### Dataset entries
-- BEGIN --
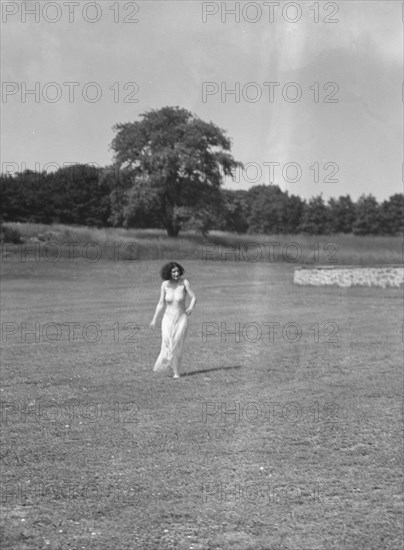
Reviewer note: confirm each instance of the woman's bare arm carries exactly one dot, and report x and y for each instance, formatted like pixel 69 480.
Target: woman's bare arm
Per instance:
pixel 191 306
pixel 159 307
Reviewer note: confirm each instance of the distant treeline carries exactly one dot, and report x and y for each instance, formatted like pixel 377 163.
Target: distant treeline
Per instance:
pixel 87 195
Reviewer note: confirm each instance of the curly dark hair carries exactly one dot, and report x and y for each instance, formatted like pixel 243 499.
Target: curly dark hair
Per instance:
pixel 166 270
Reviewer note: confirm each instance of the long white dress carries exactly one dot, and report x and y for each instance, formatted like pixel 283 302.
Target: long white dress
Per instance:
pixel 174 327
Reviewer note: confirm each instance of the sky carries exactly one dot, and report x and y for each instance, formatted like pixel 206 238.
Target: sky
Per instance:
pixel 310 93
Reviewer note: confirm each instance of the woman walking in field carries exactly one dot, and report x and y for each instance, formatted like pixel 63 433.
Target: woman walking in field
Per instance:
pixel 174 290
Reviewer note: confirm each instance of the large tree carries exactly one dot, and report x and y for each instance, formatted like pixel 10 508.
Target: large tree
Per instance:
pixel 177 163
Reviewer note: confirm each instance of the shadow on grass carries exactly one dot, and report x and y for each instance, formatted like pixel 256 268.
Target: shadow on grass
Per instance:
pixel 203 371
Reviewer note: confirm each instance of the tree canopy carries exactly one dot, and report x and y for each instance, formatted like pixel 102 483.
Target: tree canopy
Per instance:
pixel 177 163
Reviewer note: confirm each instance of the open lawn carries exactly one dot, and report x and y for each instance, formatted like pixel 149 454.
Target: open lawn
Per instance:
pixel 283 434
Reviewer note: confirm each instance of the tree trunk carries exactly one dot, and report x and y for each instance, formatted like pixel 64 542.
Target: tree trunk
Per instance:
pixel 172 229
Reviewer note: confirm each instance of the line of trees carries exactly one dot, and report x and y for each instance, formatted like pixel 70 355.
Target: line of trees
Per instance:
pixel 167 172
pixel 101 197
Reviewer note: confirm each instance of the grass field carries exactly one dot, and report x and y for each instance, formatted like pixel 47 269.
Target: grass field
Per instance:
pixel 100 453
pixel 153 244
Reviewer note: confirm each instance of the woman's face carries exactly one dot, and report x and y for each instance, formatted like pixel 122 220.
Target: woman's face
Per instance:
pixel 175 273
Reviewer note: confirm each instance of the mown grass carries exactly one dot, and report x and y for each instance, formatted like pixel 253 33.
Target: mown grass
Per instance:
pixel 99 453
pixel 146 244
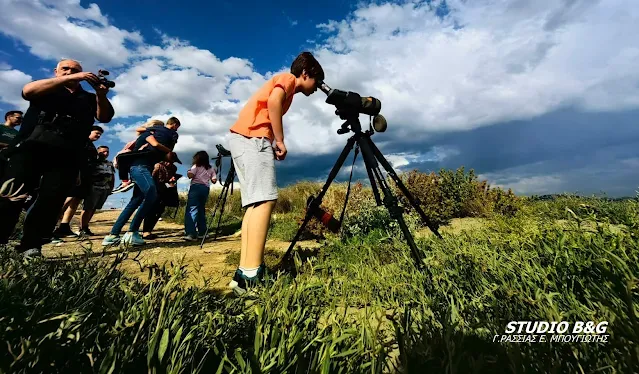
-- END --
### What is required
Recast every line of the material above as a Markdown table with the columns "Row" and "Line," numbering the rows in order and leaving out blank lines and the pictures.

### Solution
| Row | Line |
|---|---|
| 1 | Reviewer note: confirm each instance of the woman's bare arm carries exactly one dot, and report x and y for each instance, formatted like pixel 69 480. |
| 2 | Target: woman's bare arm |
| 3 | Per instance: |
| 4 | pixel 191 306 |
| 5 | pixel 159 307 |
| 6 | Reviewer note: confirm each instance of the distant treeline carries exactly one dot, and report x and y for each instance, formatted like pixel 377 163. |
| 7 | Target: distant treeline |
| 8 | Per instance: |
| 9 | pixel 87 195 |
| 10 | Reviewer note: confirm each instance of the curly dark hair carries exactly one dot, and report x and y for each instance, formatted like pixel 243 499. |
| 11 | Target: curly dark hair |
| 12 | Per instance: |
| 13 | pixel 166 270 |
| 14 | Reviewer note: confirm each instance of the long white dress carries exactly one dot, and report x and y for each instance, formatted like pixel 283 302. |
| 15 | Target: long white dress |
| 16 | Per instance: |
| 17 | pixel 174 327 |
| 18 | Reviewer note: confirm each instance of the sky carries exactly one dot, and report x and y for each instance, formatted like pixel 206 238. |
| 19 | Target: sky |
| 20 | Per instance: |
| 21 | pixel 310 93 |
| 22 | Reviewer note: confirm each instance of the woman walking in field carries exactly one dot, and report x and y for each instance, formatted like pixel 63 433. |
| 23 | Target: woman walking in field |
| 24 | Per instance: |
| 25 | pixel 174 290 |
| 26 | Reviewer note: confirm each instance of the large tree carries exactly one dot, and report x and y for each instance, formatted like pixel 10 508. |
| 27 | Target: large tree |
| 28 | Per instance: |
| 29 | pixel 177 163 |
| 30 | Reviewer note: confirm each instance of the shadow on grass carries exactly one dot, and report x and y for each instance, formatted like pixel 256 268. |
| 31 | Target: shadow on grass |
| 32 | Per instance: |
| 33 | pixel 203 371 |
| 34 | Reviewer note: confirm each instance of the tree canopy carries exactly one dot, and report x and y for each instance, formatted like pixel 102 483. |
| 35 | Target: tree canopy |
| 36 | Per instance: |
| 37 | pixel 177 163 |
| 38 | Reviewer note: confirm each instance of the open lawn carries exactly one dot, and report x and y for each instance, formatted like pixel 149 454. |
| 39 | Target: open lawn |
| 40 | Per instance: |
| 41 | pixel 283 434 |
| 42 | Reviewer note: confirm each instance of the tree trunk carries exactly one dot, and report x and y for each instance, formatted like pixel 64 542. |
| 43 | Target: tree trunk |
| 44 | Per instance: |
| 45 | pixel 172 229 |
| 46 | Reviewer note: confirm each instance of the line of trees carries exactly one dot, and report x and y for each instance, formatted like pixel 70 355. |
| 47 | Target: line of trees |
| 48 | Per instance: |
| 49 | pixel 167 172 |
| 50 | pixel 101 197 |
| 51 | Reviewer note: confirm each instance of the grass field carries exactly one dot, and report x and y for each instance, formatted like pixel 47 269. |
| 52 | Target: grass field |
| 53 | Per instance: |
| 54 | pixel 100 453 |
| 55 | pixel 153 244 |
| 56 | Reviewer note: confirm each instance of the woman's face carries exactly one dot, and report x and y for each instance, formatted like pixel 122 220. |
| 57 | Target: woman's face |
| 58 | Per instance: |
| 59 | pixel 175 273 |
| 60 | Reviewer note: confirm each instance of the mown grass carries exactly one dot, and report x and y for each instance, formatted like pixel 253 33. |
| 61 | Target: mown grass |
| 62 | Per instance: |
| 63 | pixel 99 453 |
| 64 | pixel 146 244 |